* [Work instruction] Go through the data and copy each line where the string "tower" appears.

------ Data

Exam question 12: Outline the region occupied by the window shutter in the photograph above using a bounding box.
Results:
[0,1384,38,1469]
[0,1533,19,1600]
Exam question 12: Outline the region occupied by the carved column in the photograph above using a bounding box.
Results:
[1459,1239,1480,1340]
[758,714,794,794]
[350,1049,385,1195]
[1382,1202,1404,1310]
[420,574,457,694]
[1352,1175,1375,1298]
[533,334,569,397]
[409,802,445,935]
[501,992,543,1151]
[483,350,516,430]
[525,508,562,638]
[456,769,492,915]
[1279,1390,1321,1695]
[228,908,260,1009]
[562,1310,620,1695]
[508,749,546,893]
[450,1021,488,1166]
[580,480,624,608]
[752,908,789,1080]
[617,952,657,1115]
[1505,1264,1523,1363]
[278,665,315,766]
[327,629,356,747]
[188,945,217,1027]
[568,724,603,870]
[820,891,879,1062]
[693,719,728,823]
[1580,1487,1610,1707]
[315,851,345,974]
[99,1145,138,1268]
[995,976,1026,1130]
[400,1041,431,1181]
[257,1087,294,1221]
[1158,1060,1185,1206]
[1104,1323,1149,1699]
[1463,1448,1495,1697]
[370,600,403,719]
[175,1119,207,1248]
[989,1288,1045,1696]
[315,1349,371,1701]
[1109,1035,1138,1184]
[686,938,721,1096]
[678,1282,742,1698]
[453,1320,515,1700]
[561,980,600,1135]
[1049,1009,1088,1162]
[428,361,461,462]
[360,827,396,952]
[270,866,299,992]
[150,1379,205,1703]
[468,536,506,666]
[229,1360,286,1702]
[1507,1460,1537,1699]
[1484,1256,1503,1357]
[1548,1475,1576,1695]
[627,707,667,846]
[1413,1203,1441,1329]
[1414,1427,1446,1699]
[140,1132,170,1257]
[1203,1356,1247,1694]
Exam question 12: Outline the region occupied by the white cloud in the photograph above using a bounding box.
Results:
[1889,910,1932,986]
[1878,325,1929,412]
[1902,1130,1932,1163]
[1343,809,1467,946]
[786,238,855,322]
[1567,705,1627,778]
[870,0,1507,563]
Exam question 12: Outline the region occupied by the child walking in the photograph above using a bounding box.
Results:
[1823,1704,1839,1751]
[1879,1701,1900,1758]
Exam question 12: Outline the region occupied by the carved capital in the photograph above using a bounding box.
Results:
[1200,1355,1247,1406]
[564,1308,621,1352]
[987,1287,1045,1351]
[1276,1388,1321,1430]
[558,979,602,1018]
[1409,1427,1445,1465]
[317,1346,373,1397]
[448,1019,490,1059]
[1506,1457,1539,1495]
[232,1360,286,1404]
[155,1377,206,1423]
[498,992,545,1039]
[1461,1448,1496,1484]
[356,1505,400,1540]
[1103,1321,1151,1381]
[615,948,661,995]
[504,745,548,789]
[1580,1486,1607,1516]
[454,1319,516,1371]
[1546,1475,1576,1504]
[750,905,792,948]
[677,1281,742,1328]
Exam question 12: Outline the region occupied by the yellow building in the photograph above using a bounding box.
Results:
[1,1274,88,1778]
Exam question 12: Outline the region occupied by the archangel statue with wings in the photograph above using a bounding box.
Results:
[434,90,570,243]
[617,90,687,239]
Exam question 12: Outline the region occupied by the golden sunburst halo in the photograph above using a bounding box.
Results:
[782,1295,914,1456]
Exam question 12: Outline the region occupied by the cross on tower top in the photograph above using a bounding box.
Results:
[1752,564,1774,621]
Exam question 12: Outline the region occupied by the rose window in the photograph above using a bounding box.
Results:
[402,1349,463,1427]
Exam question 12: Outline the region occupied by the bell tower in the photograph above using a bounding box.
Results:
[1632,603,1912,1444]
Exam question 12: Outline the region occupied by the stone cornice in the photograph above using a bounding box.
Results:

------------

* [Solution]
Exam question 12: Outline the region occupied by the cross on tower top in the photograph above using a bounding box.
Exam question 12: Outline the region occupied by the bell tower in the photograph above using a bounding box.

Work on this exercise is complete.